Extract -
┄┄┄┄┄┄┄┄┄┄┄┄┄┄┄┄┄┄┄┄

A couple more thoughts now that I've had more time to think about this:

4. Kind of a nit, but the comment update in xfs_bmapi_write() that
describes the ilock and associated race window and whatnot should really
be split between there and xfs_iomap_write_allocate(). The former should
just explain what exactly XFS_BMAPI_DELALLOC does (i.e., skip holes,
real extents, over a range..). The latter should explain how
the use of XFS_BMAPI_DELALLOC helps us deal with the race window in the
writeback code.

5. A more serious point.. with this approach, what prevents writeback
from thrashing with buffered writes in the event of the hole punch race
scenario I mentioned previously? One of the things I explicitly wanted
to avoid in this patch is the potential to bounce back and forth between
writes and writeback over extent updates. There is the performance
aspect of that, which is what I was initially concerned about, but your
patch introduces a functional aspect of that we need to consider as
well.

┄┄┄┄┄┄┄┄┄┄┄┄┄┄┄┄┄┄┄┄

Source data -
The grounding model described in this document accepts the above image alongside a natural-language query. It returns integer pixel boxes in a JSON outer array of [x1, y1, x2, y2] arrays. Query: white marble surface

┄┄┄┄┄┄┄┄┄┄┄┄┄┄┄┄┄┄┄┄

Work required - Using the forum reply, explain in one to three sentences why the comment update in xfs_bmapi_write() should be split between there and xfs_iomap_write_allocate(). The lines have no connection to the forum reply.

Answer to this task - The comment in xfs_bmapi_write() should only explain what XFS_BMAPI_DELALLOC does, such as skipping holes and real extents over a range. The comment in xfs_iomap_write_allocate() should explain how using XFS_BMAPI_DELALLOC helps deal with the race window in the writeback code.